**TO DO**
1 - Decide whether each statement below agrees with the newsroom column on coronavirus coverage: (a) the newsroom assigned six reporters to lead its coverage; (b) at the time of the meeting, public health officials described the risk to Americans as high; (c) Gina Cole was made lead producer for the team. For each, answer yes or no and quote the deciding words from the column.
2 - Continue the newsroom column on coronavirus coverage from its final sentence.

**READING TEXT**
------------
Two days before the nation’s first announced COVID-19 death jolted our lives in ways we couldn’t have imagined, we held a meeting in our newsroom. The topic: The long year ahead of coronavirus coverage.
We had already run several stories about the nation’s first known case here in Snohomish County, and many more from our news services on the global outbreak. But at this point, public health officials were still saying the risk to Americans was low.
The purpose of our meeting on this day was to firmly establish that this coverage would be a top priority for us for the next year, on par with the presidential and gubernatorial elections. Based on what we were hearing and reading, we assumed the virus would gain a foothold in the state and country this year, slow down in the warmer summer months, then hit hard in the fall and winter. And we wanted to be ready.
We assigned a team of six reporters across our metro, investigative and business teams to lead our coverage over the next year. Our sports and features departments would also play a huge role, as would photo, video, graphics. One of our newest digital producers, Anika Varty, had already put together an online timeline showing important developments of the global spread, and was a natural to continue as our lead producer for the team. We assigned Gina Cole, our morning assistant metro editor, to coordinate all of our coverage, to make sure we weren’t tripping over ourselves as we hunted down the stories that would matter most to our readers.
------------
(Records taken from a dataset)
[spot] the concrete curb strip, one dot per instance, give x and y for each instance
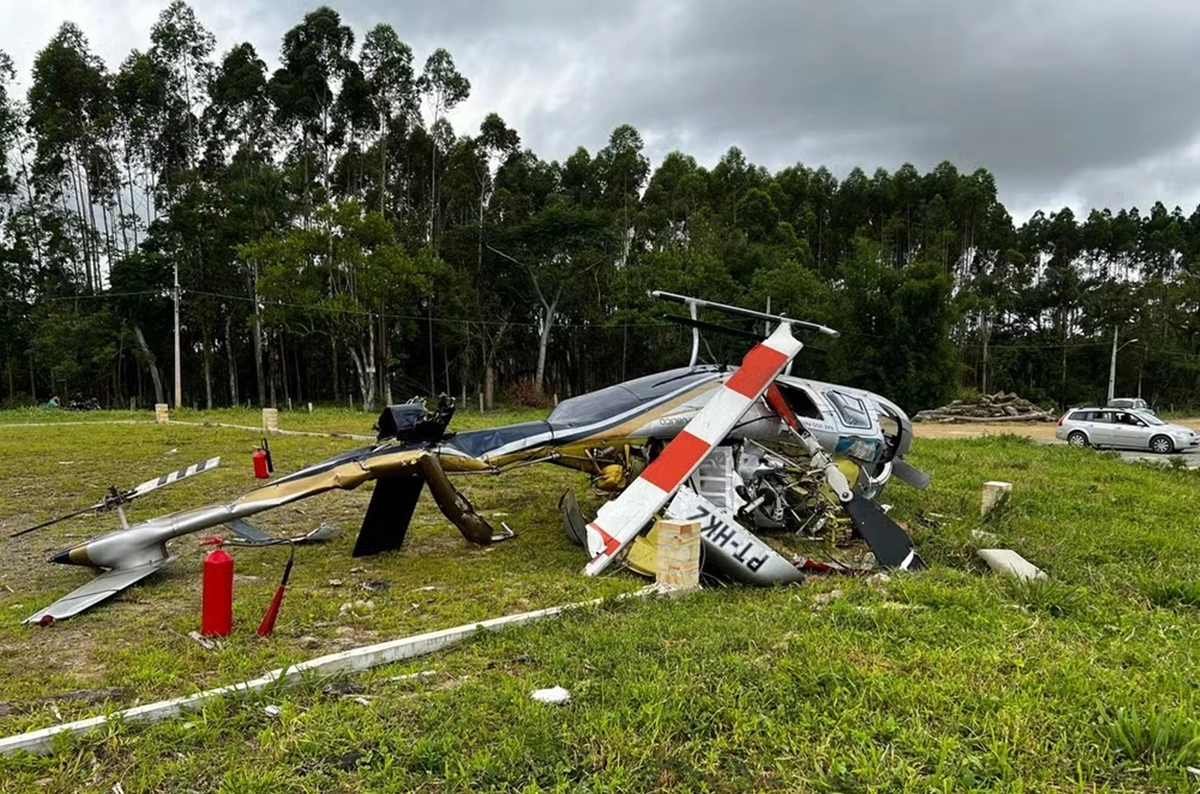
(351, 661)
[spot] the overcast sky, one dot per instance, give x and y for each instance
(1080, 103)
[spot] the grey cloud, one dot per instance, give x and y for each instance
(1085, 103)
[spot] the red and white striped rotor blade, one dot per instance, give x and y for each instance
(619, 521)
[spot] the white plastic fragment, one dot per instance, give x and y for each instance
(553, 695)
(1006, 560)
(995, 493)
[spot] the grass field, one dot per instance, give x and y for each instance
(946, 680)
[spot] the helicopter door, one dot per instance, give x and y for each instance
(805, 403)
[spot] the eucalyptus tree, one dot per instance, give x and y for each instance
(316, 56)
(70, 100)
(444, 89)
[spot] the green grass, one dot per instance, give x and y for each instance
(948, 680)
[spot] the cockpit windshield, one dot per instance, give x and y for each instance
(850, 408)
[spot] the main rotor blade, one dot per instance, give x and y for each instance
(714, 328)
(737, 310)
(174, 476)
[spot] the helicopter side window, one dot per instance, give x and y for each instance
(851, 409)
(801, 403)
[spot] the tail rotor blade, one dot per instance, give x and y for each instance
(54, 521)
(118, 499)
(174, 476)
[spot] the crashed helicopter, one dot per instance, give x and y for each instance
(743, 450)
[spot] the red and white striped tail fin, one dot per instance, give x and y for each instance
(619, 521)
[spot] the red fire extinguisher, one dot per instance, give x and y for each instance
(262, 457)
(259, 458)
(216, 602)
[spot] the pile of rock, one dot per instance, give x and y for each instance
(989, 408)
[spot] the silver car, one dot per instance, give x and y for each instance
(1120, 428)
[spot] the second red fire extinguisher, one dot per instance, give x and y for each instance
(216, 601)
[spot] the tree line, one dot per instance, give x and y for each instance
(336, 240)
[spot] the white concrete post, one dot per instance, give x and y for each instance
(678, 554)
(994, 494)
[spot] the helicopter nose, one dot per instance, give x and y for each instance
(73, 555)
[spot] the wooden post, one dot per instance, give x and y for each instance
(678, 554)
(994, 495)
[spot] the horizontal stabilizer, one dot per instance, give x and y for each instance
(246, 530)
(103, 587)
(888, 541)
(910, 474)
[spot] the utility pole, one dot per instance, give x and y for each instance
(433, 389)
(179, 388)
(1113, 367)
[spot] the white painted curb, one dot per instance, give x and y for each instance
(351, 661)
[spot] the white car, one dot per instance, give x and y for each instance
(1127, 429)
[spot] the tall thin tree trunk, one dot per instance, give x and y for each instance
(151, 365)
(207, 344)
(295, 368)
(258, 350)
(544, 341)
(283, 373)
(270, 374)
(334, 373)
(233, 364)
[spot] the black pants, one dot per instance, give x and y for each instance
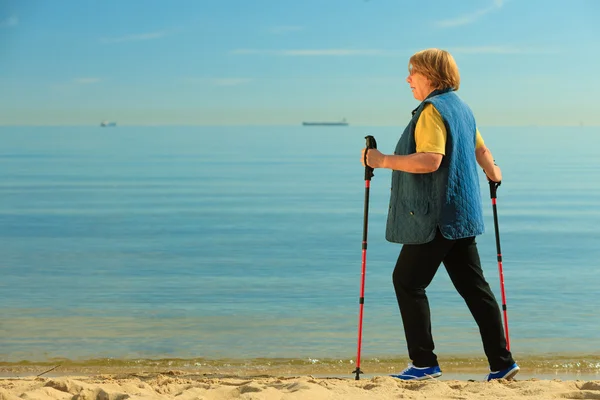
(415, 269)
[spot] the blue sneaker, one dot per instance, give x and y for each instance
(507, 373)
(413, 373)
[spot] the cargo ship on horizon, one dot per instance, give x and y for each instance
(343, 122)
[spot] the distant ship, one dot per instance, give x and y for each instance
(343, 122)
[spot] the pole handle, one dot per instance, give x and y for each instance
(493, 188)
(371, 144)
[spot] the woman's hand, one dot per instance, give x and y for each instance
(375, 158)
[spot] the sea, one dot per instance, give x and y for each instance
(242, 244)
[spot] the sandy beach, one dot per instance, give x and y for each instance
------------
**RESPONSE LIST**
1 -
(a) Yes: "We assigned a team of six reporters across our metro, investigative and business teams to lead our coverage over the next year."
(b) No: "public health officials were still saying the risk to Americans was low."
(c) No: "We assigned Gina Cole, our morning assistant metro editor, to coordinate all of our coverage"

2 -
It was a great plan. And two days later it was obsolete. That was Feb. 29, the day health officials announced what at the time was thought to be the nation’s first death. We knew then this virus wasn’t going to dally across the U.S. and take the summer off. It was hitting hard. And now. Our six lead reporters became engulfed in an all-hands, newsroom-wide effort. Cole, instead of coordinating a few stories over weeks and months, was wrangling dozens a day.
The first chance we had to come up for air, we convened again — this time not to talk about where coronavirus fit in our priorities, but how we would have to evolve instantaneously to cover what we now understood would be the story of our lifetimes. A story that cut across every stitch of our society. Health care, schools, transportation, politics, the economy, sports, the arts, restaurants, homelessness, law enforcement, front-line workers, the privileged and the disadvantaged. Most important, we asked ourselves, what do our readers need to know to keep safe?
Our newsroom is barren these days. But our 155 journalists — working in kitchens, bedrooms and basements across our region — haven’t slowed one bit. They will continue to ask the tough questions; examine the response to the outbreak by our government, schools and hospitals; capture the visual history of this singular moment; provide resource guides and tips to stay healthy and entertained; and offer stories of inspiration, as we are through our ongoing Stepping Up series. Today, we begin another series remembering the lives of the people we’ve lost.
Our colleagues who keep our printing presses rolling, deliver our papers, and keep our business operations going — they haven’t slowed either, even while retooling how they work to keep themselves and our customers safe. And readers have responded, flooding our website like never before and fueling our efforts with notes of encouragement. In 25 years of journalism, working at all levels of this industry, I’ve never seen such overwhelmingly positive support from readers.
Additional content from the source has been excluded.